> Page excerpt
=-=-=-=-=
State park in Lyme, Connecticut, US

Becket Hill State Park Reserve is a public recreation area lying adjacent to Nehantic State Forest in the town of Lyme, Connecticut. The state park is as an undeveloped, walk-in park totaling 260 acre with no officially listed activities. It is managed by the Connecticut Department of Energy and Environmental Protection.

== History ==
Becket Hill State Park Reserve is named for an early settler of the area named Beckwith; the land was part of the Nehantic tribe's territory. In 1961, the land for the reserve was given to the state by the George Dudley Seymour Trust, to become the 76th designated Connecticut state park. Beckett Hill was listed on the Connecticut Register and Manual for 1962 as having 260 acres of undeveloped land.
=-=-=-=-=
> Given information
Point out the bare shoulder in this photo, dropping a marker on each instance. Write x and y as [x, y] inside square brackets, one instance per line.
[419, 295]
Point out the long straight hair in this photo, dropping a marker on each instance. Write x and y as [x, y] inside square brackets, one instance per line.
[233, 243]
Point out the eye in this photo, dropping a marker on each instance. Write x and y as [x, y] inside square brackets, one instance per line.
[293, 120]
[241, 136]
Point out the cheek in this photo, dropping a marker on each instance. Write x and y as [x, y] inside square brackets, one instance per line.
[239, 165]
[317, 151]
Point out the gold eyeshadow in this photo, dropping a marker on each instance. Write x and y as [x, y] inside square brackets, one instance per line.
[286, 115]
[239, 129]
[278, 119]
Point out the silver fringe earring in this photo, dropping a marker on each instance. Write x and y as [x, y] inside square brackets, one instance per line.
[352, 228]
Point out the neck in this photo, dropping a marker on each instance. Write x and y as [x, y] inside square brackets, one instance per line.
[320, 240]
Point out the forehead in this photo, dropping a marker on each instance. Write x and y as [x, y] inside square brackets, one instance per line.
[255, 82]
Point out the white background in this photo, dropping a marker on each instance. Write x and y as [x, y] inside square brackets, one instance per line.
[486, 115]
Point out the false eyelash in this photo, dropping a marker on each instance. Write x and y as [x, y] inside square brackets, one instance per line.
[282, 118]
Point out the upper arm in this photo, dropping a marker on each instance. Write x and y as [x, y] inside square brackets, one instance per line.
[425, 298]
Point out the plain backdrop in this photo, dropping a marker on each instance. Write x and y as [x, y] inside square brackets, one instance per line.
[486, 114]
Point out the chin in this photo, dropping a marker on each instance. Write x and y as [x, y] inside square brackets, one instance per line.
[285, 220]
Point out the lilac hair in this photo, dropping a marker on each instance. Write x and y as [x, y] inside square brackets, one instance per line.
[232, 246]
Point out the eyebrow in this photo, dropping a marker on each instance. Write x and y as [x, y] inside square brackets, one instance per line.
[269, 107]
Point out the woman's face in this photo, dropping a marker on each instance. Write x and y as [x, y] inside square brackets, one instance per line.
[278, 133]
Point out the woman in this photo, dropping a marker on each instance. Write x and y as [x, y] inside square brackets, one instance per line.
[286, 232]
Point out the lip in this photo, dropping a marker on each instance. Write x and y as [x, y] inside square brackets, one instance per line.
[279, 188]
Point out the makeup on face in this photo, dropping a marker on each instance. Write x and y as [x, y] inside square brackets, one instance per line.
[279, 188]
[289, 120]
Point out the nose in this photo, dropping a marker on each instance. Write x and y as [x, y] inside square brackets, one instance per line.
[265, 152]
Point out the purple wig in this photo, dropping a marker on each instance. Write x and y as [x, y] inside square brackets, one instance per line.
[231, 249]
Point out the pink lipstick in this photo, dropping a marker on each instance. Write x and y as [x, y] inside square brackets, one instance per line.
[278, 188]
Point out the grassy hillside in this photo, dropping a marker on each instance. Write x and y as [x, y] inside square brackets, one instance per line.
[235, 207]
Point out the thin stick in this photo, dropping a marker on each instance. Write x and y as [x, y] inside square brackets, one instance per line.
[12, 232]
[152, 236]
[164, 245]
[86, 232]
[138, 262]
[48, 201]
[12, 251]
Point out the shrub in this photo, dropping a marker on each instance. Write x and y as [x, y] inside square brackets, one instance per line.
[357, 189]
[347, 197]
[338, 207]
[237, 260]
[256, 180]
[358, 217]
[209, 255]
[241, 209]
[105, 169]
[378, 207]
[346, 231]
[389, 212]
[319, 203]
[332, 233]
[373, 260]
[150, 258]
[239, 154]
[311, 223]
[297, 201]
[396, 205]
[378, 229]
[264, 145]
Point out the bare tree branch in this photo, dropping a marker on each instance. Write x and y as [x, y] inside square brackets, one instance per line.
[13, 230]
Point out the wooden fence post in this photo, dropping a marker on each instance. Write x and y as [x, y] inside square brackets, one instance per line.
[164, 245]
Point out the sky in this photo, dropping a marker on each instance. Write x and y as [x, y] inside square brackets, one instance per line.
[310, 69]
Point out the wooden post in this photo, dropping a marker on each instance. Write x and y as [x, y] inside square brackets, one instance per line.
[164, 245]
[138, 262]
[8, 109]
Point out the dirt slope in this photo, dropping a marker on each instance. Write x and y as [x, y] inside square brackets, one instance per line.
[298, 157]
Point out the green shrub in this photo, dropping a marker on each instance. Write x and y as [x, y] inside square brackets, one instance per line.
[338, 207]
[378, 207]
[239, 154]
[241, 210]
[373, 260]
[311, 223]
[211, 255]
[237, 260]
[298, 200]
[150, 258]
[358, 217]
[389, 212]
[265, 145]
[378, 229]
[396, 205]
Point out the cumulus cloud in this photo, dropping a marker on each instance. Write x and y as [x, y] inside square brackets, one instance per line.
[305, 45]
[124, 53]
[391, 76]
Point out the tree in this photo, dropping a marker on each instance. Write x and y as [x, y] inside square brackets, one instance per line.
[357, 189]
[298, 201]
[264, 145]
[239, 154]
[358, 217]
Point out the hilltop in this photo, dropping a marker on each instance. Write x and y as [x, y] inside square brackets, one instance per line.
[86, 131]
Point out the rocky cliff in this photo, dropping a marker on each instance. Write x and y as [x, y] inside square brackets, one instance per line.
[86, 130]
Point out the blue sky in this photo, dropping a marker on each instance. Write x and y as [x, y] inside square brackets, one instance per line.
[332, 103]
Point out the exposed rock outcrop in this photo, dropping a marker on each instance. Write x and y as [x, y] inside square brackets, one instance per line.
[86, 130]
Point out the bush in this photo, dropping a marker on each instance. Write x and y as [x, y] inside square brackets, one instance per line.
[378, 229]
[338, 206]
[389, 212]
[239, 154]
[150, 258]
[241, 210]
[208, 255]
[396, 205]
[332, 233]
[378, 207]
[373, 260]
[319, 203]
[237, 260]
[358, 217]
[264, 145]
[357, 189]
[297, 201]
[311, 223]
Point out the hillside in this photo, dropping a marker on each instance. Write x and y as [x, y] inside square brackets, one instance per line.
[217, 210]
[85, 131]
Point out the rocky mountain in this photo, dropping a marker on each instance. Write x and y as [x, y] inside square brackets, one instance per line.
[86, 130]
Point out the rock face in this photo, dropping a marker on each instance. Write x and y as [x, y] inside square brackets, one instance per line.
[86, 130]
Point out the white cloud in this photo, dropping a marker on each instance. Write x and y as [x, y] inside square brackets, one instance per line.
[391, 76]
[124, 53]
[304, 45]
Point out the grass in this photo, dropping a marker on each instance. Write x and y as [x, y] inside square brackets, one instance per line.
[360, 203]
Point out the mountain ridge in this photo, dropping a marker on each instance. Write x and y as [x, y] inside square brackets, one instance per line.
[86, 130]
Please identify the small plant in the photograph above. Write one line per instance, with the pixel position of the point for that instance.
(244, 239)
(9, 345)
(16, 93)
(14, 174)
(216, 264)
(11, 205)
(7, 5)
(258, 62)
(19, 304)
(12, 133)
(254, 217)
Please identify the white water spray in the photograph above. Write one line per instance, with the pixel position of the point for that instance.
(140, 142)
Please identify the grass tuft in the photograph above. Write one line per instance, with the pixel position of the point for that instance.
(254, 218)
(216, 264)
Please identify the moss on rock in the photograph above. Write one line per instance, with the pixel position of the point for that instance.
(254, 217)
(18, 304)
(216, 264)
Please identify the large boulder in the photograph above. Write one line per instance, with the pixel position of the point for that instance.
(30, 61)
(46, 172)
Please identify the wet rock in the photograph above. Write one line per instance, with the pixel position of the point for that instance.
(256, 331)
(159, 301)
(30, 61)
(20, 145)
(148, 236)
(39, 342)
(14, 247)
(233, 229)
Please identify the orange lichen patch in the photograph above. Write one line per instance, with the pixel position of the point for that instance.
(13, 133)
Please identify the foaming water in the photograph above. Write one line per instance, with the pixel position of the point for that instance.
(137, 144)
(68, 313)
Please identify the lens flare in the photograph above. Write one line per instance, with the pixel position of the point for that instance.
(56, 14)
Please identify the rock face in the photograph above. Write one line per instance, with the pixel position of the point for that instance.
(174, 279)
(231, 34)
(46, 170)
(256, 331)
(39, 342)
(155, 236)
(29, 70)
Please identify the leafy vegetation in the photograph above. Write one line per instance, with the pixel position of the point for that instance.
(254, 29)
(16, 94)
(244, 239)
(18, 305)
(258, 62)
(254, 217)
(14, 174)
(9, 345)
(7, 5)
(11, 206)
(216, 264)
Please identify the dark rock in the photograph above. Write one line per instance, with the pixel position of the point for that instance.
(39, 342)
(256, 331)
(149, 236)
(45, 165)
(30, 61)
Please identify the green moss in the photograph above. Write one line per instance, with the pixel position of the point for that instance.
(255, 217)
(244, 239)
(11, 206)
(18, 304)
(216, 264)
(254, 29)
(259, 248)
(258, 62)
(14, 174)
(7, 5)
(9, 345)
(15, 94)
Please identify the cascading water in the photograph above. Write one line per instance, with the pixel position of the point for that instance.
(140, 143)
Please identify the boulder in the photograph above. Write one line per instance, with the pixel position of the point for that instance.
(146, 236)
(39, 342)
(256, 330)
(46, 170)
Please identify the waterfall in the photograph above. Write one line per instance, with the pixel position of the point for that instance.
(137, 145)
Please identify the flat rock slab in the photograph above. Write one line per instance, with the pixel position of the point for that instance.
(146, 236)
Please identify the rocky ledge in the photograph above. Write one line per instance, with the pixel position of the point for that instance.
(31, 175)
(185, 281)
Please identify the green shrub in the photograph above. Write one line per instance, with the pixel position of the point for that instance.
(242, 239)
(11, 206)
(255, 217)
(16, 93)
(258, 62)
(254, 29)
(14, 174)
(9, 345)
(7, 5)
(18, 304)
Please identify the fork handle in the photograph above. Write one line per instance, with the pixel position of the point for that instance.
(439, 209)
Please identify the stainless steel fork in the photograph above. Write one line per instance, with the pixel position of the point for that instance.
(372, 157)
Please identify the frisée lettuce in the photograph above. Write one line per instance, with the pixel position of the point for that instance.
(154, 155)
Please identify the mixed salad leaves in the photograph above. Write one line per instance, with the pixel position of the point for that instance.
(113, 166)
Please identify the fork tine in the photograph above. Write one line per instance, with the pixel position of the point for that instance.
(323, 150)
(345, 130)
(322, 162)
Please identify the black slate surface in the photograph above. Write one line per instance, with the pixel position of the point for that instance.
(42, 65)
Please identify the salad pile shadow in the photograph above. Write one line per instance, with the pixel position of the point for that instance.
=-=-=-=-=
> Assigned task 1
Answer these from the state park excerpt:
(a) Which agency manages the park?
(b) Who gave the land to the state, and in what year?
(c) Whose territory was the land once part of?
> Assigned task 2
Does each statement agree with the state park excerpt? Answer yes or no, and quote the words that decide it.
(a) The park lies next to Nehantic State Forest.
(b) The park has several officially listed activities.
(c) The park was the 76th designated Connecticut state park.
> Assigned task 3
Please resume the state park excerpt, starting after its final sentence.
The items are not needed for this work.

> Exercise response 1
(a) The Connecticut Department of Energy and Environmental Protection.
(b) The George Dudley Seymour Trust, in 1961.
(c) The Nehantic tribe's territory.

> Exercise response 2
(a) Yes: "lying adjacent to Nehantic State Forest"
(b) No: "with no officially listed activities"
(c) Yes: "to become the 76th designated Connecticut state park"

> Exercise response 3
== Activities ==
The reserve is an undeveloped, walk-in park with access through the Lyme section of Nehantic State Forest, which is entered from Connecticut Route 156. Bushwhacking is required as no roads or trails cross from the forest to the state park reserve. The reserve's boundary with the state forest is created by 69 acre Uncas Lake and Falls Brook, a stream that connects Uncas Lake with 30 acre Norwich Pond. Boat launches for non-motorized craft are located on each. The waters are stocked with brook, brown and rainbow trout; other fish include largemouth bass, yellow perch and sunfish.